__TRAVAIL À RÉALISER__.
A – D'après le texte sur le guide des ramens, au travers de combien de tables Hayato Ishiyama dépeint-il les élaborations possibles du bol de nouilles ?
B – Poursuivez le texte sur le guide des ramens à la suite de sa dernière phrase.

Préférez vous les Ramens aux Tom Yam ?
Notre chroniqueur gastronomique François Guilbert ne tranche pas, mais il a gouté pour vous ce beau livre…
Qui pouvait mieux qu’Hayato Ishiyama écrire un guide consacré aux ramens, ces soupes de nouilles nippones agrémentées de diverses garnitures ? Depuis son époque étudiante à l’université Kokugakuin de Tokyo, l’auteur consacre sa vie à ce plat des plus populaires au Japon. Il le promeut à la télévision et à l’étranger, se faisant tour à tour historien, consultant ou critique gastronomique.
Sa passion pour ce volet de la cuisine de l’archipel l’a conduit à fréquenter ces restaurants dédiés aux quatre coins de l’archipel – plus de 6000 dit-il -, en Europe et en Amérique du nord. Son guide des ramens est donc en premier lieu un répertoire des meilleures adresses au Japon. Au travers de 54 tables, il dépeint toutes les élaborations possibles du bol de nouilles et la spécificité de chaque établissement. Pour les gourmets qui voudraient y consommer, l’auteur à penser à eux en déclinant adresses, heures et jours d’ouvertures, numéros de téléphone et coordonnées des sites internet.

__DONNÉES PRÉSENTÉES__.

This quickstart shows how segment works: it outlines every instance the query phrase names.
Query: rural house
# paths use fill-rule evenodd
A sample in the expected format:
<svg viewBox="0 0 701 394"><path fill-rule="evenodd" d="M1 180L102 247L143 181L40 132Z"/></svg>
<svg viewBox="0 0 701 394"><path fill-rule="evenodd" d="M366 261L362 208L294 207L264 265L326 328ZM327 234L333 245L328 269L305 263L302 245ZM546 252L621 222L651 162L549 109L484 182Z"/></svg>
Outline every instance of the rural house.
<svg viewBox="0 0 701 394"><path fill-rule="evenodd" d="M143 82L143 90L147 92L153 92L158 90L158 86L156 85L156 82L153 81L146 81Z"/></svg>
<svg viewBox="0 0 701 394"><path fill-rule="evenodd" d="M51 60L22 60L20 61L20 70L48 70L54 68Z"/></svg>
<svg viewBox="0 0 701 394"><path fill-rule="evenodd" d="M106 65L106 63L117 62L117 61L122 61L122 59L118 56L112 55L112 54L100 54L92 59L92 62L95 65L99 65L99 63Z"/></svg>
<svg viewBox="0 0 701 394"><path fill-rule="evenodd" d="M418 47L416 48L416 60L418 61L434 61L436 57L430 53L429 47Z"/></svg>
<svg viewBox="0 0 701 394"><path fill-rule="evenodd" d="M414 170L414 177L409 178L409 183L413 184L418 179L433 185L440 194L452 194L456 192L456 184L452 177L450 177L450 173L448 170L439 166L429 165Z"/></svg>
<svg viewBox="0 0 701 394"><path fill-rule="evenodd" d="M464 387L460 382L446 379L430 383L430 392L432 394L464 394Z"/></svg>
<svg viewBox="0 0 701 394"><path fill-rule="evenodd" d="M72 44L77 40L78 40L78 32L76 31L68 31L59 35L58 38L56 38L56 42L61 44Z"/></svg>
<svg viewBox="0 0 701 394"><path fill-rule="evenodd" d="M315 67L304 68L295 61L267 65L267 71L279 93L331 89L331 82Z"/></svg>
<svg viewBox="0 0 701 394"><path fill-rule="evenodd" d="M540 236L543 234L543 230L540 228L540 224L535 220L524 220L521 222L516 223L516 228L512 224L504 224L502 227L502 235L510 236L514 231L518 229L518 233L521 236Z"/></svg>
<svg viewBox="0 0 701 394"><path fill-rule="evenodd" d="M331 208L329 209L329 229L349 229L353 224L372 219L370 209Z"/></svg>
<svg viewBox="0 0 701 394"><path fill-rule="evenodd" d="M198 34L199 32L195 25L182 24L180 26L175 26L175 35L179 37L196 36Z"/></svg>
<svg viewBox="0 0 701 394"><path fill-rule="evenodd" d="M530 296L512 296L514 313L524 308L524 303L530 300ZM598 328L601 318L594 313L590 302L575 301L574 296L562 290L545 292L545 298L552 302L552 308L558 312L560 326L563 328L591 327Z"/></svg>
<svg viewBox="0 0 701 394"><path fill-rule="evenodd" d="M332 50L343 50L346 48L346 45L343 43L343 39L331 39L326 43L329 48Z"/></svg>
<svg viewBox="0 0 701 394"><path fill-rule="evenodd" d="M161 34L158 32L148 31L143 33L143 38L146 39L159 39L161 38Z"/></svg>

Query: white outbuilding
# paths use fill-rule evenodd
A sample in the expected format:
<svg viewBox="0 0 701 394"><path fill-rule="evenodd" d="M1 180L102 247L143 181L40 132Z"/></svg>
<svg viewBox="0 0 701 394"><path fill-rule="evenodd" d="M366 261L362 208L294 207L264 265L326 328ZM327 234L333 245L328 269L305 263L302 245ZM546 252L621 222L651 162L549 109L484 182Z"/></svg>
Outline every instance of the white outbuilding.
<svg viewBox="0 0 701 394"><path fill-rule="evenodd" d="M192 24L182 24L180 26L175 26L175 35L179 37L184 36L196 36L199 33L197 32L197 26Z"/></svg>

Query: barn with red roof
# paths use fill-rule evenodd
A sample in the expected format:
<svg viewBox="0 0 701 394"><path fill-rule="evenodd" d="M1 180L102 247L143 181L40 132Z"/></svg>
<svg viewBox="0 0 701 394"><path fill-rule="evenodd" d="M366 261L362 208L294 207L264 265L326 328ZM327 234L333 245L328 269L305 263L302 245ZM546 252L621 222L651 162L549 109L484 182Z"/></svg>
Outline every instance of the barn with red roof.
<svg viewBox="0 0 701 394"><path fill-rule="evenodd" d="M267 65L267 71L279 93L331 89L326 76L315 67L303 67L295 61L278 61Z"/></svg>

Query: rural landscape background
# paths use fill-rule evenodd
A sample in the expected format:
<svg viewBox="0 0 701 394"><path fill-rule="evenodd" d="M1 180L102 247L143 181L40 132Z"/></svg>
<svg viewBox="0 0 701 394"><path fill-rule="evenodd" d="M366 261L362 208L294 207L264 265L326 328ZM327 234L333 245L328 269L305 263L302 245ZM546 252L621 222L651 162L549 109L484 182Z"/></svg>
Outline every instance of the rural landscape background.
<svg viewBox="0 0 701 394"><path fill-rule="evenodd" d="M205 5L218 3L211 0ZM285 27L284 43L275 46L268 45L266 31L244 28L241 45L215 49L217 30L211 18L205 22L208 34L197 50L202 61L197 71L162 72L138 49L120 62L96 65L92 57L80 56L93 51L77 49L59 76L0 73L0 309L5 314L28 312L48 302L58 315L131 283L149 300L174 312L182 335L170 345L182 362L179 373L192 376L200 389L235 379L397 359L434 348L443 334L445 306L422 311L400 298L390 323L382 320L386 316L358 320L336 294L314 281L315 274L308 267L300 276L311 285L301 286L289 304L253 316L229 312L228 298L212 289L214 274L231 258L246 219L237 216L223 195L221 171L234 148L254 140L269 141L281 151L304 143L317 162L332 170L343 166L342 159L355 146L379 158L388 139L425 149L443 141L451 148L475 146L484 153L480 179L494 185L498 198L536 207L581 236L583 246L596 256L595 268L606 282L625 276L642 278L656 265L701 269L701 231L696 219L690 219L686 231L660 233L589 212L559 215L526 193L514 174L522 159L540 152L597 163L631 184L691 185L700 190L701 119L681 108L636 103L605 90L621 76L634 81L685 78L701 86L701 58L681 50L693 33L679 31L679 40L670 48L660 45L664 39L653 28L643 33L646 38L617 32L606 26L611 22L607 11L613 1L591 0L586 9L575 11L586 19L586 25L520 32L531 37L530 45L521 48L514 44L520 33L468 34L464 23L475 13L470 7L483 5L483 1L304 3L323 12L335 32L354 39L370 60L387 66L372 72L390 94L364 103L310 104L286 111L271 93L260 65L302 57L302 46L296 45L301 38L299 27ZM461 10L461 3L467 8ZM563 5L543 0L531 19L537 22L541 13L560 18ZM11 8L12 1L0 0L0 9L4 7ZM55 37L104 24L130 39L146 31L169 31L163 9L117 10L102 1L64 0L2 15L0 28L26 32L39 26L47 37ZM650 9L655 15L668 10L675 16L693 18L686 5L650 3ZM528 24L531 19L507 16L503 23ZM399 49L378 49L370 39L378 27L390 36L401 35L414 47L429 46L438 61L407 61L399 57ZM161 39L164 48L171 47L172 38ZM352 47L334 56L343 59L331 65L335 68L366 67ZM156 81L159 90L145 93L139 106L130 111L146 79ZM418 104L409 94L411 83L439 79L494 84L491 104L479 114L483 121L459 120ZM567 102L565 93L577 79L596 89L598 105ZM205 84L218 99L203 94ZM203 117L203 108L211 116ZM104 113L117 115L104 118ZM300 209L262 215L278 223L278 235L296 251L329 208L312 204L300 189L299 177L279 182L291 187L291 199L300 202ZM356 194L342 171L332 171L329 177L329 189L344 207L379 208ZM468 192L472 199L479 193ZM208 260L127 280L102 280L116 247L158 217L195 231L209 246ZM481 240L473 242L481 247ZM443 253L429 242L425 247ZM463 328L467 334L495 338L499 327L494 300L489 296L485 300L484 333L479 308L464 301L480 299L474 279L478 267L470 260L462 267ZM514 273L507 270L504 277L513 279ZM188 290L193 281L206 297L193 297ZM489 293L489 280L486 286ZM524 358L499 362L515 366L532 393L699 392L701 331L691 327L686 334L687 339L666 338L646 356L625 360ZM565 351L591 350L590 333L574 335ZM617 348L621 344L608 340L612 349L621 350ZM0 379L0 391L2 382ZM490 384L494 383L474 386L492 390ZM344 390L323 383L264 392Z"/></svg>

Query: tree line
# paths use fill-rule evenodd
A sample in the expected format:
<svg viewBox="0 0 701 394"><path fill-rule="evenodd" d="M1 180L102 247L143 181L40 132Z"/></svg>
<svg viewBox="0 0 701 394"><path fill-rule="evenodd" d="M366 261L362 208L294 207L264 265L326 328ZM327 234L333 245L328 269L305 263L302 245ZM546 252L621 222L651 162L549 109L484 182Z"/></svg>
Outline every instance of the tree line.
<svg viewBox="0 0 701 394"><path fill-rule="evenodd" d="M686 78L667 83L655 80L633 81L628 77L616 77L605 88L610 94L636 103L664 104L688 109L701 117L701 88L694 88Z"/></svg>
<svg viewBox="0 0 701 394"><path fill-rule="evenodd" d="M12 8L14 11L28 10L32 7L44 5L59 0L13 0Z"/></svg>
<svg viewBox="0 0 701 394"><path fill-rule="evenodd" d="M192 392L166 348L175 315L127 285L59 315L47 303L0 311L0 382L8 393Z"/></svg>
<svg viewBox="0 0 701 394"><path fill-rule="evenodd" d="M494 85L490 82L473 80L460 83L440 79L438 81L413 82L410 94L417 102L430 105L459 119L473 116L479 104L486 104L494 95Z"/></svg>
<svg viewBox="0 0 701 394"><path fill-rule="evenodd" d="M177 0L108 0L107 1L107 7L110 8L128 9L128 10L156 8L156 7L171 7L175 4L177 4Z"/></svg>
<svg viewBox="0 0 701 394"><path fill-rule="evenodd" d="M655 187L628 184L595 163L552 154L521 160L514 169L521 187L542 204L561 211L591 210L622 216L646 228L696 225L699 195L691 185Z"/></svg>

__RÉPONSES PAR CONSIGNE__.
A – Au travers de 54 tables.

B –
Bien plus qu’un guide pratique en langue française et japonaise, les recensions d’Hayato Ishiyama vous font découvrir combien les ramens venus de Chine et apparus dans les quartiers chinois de Kobe et Yokohama ou tokyoïte d’Asakusa il y a un peu plus d’un siècle, à l’heure de la transition de l’ère Edo à celle de Meiji, ne cessent de changer de modes de fabrication, de formes, de goûts et d’ingrédients.
Au fil des pages, on est étonné par le nombre des novations introduites dans la capitale et en provinces depuis un quart de siècle. Vous voilà donc parti à la découverte du style tsukemen (nouilles froides trempées dans un bouillon chaud), des aburasoba (nouilles mélangées au saindoux et à la sauce tare) et d’une dizaine de spécialités régionales parmi lesquelles figurent les plus connues d’Hakata dans la circonscription de Fukuoka, celles de Kitakata dans la préfecture de Fukushima ou encore de Sapporo sur l’île d’Hokkaido. Les connaissances encyclopédiques de l’auteur sont telles que pour certaines variations, il est à même de dire à ses lecteurs dans quel restaurant elle a été créée, à quelle date et par quel chef. Au-delà de ces informations les plus détaillées, Hayato Ishiyama s’est fait très didactique dans ce volume pour mettre en valeur « son » plat de prédilection.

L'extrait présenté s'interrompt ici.